[A few records]
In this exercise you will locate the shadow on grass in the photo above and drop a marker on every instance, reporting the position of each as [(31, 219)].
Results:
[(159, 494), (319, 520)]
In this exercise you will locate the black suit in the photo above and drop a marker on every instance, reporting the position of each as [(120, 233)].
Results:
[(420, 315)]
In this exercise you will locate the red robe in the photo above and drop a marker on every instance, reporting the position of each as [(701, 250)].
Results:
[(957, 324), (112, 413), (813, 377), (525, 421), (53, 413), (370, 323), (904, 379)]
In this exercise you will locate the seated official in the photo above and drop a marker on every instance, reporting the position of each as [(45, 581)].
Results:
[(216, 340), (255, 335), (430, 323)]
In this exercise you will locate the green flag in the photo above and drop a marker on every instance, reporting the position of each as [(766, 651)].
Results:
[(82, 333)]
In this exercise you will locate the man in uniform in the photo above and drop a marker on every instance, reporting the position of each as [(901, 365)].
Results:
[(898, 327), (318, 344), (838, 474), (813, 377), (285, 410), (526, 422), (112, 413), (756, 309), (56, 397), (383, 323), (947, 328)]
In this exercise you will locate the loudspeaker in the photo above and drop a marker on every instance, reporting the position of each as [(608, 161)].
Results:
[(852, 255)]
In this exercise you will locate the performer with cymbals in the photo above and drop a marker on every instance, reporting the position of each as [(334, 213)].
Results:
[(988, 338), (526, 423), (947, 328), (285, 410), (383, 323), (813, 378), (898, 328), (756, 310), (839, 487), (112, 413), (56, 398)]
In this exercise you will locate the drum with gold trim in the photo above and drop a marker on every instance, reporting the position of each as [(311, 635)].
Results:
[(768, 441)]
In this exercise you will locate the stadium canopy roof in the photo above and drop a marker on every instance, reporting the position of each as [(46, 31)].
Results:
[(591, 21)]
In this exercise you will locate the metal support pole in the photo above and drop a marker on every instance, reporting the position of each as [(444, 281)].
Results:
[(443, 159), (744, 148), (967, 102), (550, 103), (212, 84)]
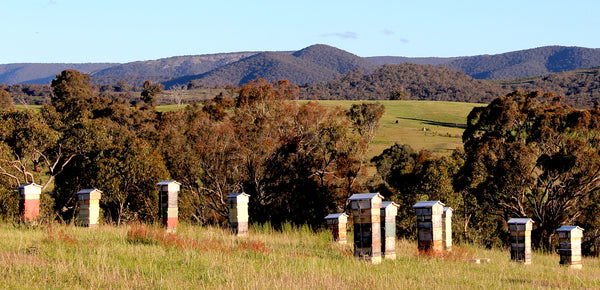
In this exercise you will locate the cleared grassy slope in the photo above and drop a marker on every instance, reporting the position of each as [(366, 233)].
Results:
[(430, 125), (207, 257)]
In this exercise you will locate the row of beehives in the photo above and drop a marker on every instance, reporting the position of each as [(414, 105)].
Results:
[(374, 223), (375, 231), (89, 206)]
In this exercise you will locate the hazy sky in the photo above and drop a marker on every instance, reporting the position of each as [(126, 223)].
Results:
[(123, 30)]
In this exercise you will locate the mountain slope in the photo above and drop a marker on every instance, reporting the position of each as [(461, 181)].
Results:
[(526, 63), (42, 73), (168, 68), (313, 64), (418, 82)]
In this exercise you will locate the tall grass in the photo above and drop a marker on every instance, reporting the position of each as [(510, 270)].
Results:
[(140, 256)]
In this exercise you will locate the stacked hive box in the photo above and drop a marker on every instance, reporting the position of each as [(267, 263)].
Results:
[(29, 202), (337, 223), (520, 238), (569, 246), (89, 207), (366, 216), (167, 202), (238, 213), (447, 228), (389, 211), (429, 225)]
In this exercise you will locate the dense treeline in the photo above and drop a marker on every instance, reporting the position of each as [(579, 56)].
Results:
[(581, 88), (298, 162), (405, 81), (527, 63), (525, 154)]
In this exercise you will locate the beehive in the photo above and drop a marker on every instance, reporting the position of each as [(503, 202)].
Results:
[(447, 228), (89, 207), (389, 211), (168, 191), (429, 225), (569, 246), (337, 223), (366, 217), (29, 201), (238, 213), (520, 238)]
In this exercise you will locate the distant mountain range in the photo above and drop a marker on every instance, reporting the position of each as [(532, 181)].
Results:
[(314, 64)]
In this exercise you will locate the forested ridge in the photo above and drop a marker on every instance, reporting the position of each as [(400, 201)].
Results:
[(525, 154)]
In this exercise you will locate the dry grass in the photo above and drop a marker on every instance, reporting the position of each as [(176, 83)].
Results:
[(139, 256)]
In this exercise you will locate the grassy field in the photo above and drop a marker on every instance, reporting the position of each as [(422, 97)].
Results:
[(429, 125), (206, 257)]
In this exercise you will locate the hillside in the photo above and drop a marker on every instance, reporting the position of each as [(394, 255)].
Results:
[(162, 70), (417, 82), (527, 63), (313, 64), (42, 73), (581, 88), (381, 60)]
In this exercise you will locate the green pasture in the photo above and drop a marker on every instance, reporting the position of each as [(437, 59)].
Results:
[(142, 257), (430, 125)]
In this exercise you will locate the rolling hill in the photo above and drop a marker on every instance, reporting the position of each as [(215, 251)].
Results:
[(42, 73), (314, 64), (527, 63)]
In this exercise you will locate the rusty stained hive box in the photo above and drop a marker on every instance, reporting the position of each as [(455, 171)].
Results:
[(89, 207), (337, 222), (238, 213), (447, 228), (520, 236), (29, 201), (429, 225), (389, 211), (366, 216), (569, 246)]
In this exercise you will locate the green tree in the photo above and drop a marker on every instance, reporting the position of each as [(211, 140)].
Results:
[(151, 92), (6, 102), (529, 155)]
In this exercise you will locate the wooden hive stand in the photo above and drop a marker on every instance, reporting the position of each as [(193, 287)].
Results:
[(366, 217)]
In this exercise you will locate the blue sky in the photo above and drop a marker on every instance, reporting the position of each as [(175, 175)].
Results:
[(122, 31)]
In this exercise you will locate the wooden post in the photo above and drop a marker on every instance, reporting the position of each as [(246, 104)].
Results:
[(89, 207), (520, 238), (238, 213), (337, 223), (447, 228), (168, 191), (29, 201), (389, 211), (429, 225), (569, 246), (366, 215)]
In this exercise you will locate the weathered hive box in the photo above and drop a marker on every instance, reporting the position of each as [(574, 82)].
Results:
[(520, 238), (89, 207), (447, 228), (29, 201), (366, 216), (238, 213), (337, 223), (569, 246), (168, 192), (389, 211), (429, 225)]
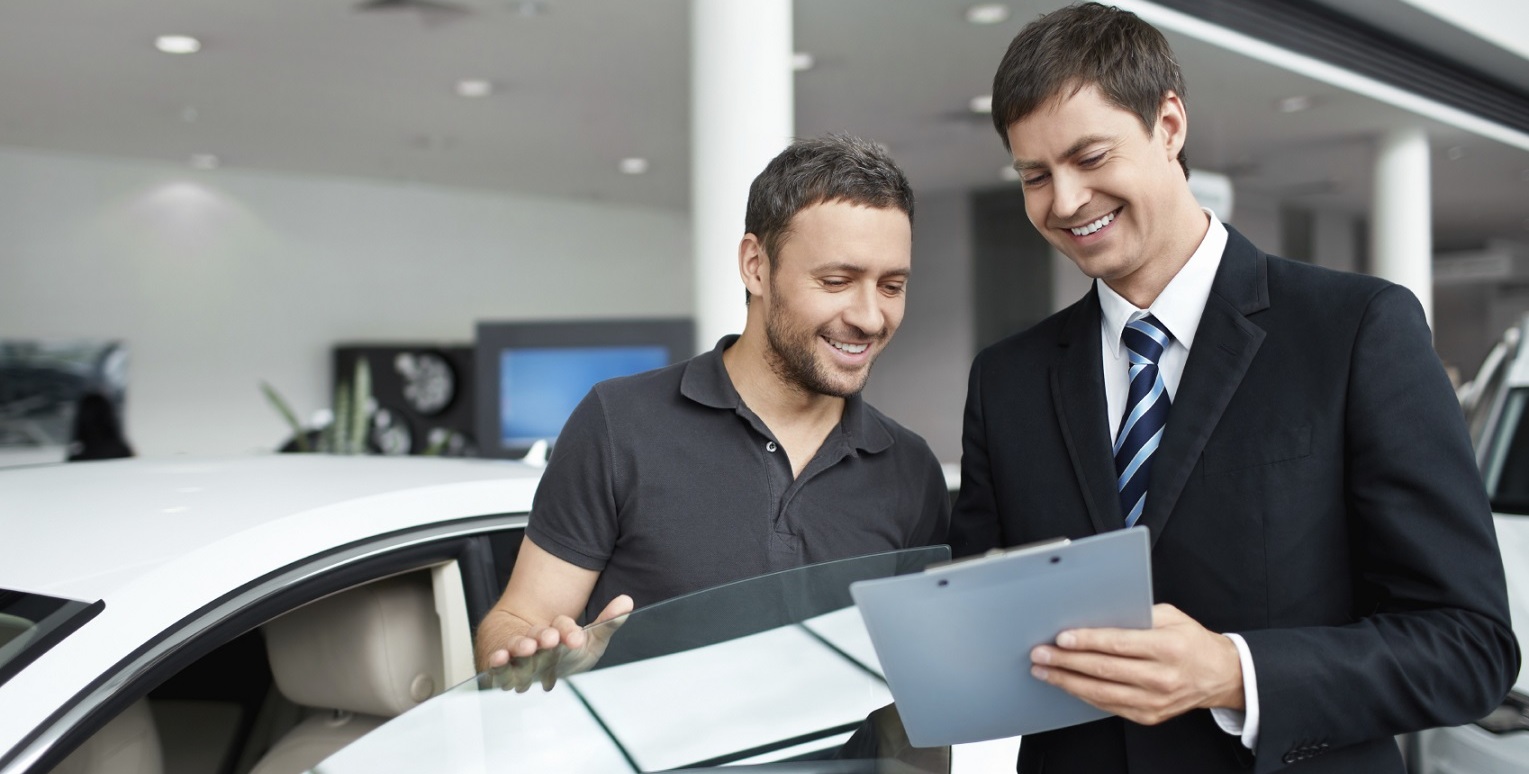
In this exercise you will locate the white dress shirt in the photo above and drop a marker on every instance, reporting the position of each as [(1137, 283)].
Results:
[(1178, 308)]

Written instruction
Reproduce the items word for word, beginning at the line that contains "In this exercise you will locate the green tree" and continuing through the end of the items. Leave the pictures out of your answer.

Full answer
In this exercise you will locate the green tree in the photo above and drop a marker on every instance, reporting the position of each as [(211, 140)].
Results:
[(151, 92), (6, 102), (529, 155)]
In this exercise you will locate the wooden hive stand in the photo above and drop a marker on every instance, reporting the position of each as [(193, 287)].
Results:
[(366, 217)]
In this exercise you will locate the blue sky in the photo above and drop a marker on every instance, reporting the position of each as [(175, 175)].
Results:
[(122, 31)]
In this exercise you will locate the wooden post in the photo above and drop a marker on every instance, reporting the position of each as [(246, 104)].
Results:
[(89, 207), (520, 238), (238, 213), (337, 223), (447, 228), (168, 191), (29, 201), (389, 211), (429, 225), (569, 246), (366, 215)]
In this exercise you will locate the weathered hive box in the photo above and drop a marker on every instance, reporting the position of each as [(574, 82)].
Results:
[(520, 238), (89, 207), (447, 228), (29, 201), (366, 216), (238, 213), (337, 223), (569, 246), (168, 192), (389, 211), (429, 225)]
In this exercise you will locate the white dress shirt in the photo above and drop a marker on every instance, reporting the position of each as [(1137, 283)].
Results:
[(1178, 308)]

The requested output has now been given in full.